On 31 Jul 2002, Rob Brown-Bayliss wrote:
> On Wed, 2002-07-31 at 02:34, Andrew Sullivan wrote:
> > Why not three codes: model, colour, and size? Then you can query all
> > by model, and limit by size, colour, or both.
>
> How do you mean three codes?
>
> If you mean having more than one product code for a type of shoe thats
> what I am trying to avoid. I worked for acompany that did that a long
> time ago, the product was steel, and having 15 or more different lengths
> of a steel chanl meant having 15 product codes. It was often easier to
> walk out to the store and look for the product than to query each
> product code at the counter...
What Andrew is saying, I believe, is that you need to determine what defines a
shoe. What defines a shoe is it's model, it's size and it's colour. Therefore
you absolutely need a unique code to describe each variant. Either that or you
say the combination of (model, size, colour) is the unique code. Personally one
of the two designs I immediately thought of (the second one actually but the
first has more relations) that I would therefore consider strongly goes
something like:
shoe_model:
mid primary key,
name,
description,
manufacturer,
...

**STATED PROBLEM A**
Repeat the rows from the line containing "Please tag every instance of the stone" through the end of the rows, including both of those ends.
The email above has no connection to the rows that follow it.

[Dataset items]
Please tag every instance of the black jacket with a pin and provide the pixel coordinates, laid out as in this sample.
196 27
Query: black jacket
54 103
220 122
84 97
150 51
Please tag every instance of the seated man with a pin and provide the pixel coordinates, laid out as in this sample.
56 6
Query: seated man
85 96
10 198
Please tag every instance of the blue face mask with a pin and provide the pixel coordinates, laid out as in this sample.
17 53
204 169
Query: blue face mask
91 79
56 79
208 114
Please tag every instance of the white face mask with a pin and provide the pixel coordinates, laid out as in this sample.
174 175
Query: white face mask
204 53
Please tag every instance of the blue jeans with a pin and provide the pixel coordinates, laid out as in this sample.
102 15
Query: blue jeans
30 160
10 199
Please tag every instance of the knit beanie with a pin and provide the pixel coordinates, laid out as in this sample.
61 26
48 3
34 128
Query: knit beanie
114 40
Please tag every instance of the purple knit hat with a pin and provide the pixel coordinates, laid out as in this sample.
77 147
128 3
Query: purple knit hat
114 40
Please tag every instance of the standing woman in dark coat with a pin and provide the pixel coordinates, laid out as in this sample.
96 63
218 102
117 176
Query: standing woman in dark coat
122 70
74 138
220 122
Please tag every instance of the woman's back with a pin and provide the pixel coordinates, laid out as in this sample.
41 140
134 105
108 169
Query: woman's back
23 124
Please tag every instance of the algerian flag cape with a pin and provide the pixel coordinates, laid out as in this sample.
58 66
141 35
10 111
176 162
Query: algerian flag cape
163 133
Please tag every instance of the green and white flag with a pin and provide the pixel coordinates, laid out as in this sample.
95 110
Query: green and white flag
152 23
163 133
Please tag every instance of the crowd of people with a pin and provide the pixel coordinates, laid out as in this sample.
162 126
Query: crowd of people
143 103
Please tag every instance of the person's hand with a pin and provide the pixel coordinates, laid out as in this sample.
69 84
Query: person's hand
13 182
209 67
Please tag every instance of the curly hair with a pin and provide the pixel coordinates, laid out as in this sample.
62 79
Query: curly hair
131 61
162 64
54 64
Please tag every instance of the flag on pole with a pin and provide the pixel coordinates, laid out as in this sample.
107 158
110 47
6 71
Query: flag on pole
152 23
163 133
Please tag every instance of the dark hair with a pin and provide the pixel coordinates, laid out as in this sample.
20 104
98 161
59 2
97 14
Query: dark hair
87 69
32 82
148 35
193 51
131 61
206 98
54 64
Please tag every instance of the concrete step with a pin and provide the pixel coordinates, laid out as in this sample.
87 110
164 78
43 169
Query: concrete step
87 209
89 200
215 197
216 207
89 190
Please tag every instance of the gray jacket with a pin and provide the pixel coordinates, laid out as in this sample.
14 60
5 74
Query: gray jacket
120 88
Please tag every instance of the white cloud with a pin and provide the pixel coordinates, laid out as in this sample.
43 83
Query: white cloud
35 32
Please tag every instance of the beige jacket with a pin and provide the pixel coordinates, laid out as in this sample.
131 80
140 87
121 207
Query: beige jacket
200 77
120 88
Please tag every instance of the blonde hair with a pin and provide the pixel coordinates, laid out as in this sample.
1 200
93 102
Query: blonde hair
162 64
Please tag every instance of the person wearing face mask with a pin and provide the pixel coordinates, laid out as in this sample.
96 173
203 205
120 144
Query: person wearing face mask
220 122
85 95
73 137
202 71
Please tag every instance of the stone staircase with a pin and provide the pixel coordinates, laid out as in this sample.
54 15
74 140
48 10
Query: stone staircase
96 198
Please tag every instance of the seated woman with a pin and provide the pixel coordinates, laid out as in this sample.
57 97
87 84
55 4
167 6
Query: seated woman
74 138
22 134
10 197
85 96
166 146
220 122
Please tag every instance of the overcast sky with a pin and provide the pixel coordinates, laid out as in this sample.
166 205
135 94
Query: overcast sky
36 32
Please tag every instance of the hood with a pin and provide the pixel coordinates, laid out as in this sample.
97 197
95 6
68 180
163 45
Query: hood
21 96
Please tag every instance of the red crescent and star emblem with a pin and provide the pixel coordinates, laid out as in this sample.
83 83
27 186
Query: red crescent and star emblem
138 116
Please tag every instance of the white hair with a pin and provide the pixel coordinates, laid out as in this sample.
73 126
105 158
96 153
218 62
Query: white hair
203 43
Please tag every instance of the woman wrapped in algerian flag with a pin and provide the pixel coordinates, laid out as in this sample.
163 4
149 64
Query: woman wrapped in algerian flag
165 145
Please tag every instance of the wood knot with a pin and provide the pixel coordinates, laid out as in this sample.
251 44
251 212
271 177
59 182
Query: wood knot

**STATED PROBLEM B**
In the email about product codes, what product did the company Rob Brown-Bayliss once worked for deal in?

**EXPECTED OUTPUT A**
Please tag every instance of the stone staircase with a pin and provide the pixel coordinates, laid out as in this sample.
54 15
74 140
48 10
Query: stone staircase
96 198
Please tag every instance of the seated woman with a pin and provide the pixel coordinates, laid out as in this sample.
57 97
87 84
55 4
167 6
Query: seated woman
74 138
22 134
10 197
85 96
166 146
220 122
Please tag every instance of the overcast sky with a pin and provide the pixel coordinates, laid out as in this sample.
166 205
135 94
Query: overcast sky
36 32
Please tag every instance of the hood with a pin and provide the pixel coordinates, laid out as in this sample.
97 197
95 6
68 180
163 45
Query: hood
21 96
Please tag every instance of the red crescent and star emblem with a pin and provide the pixel coordinates, laid out as in this sample.
83 83
27 186
Query: red crescent and star emblem
138 116
Please tag every instance of the white hair with a pin and provide the pixel coordinates, laid out as in this sample.
73 126
105 158
96 153
218 62
Query: white hair
203 43
Please tag every instance of the woman wrapped in algerian flag with a pin and provide the pixel coordinates, laid out as in this sample.
163 4
149 64
Query: woman wrapped in algerian flag
165 145
Please tag every instance of the wood knot with a pin and provide the pixel coordinates, laid out as in this sample.
251 44
251 212
271 177
59 182
Query: wood knot

**EXPECTED OUTPUT B**
Steel.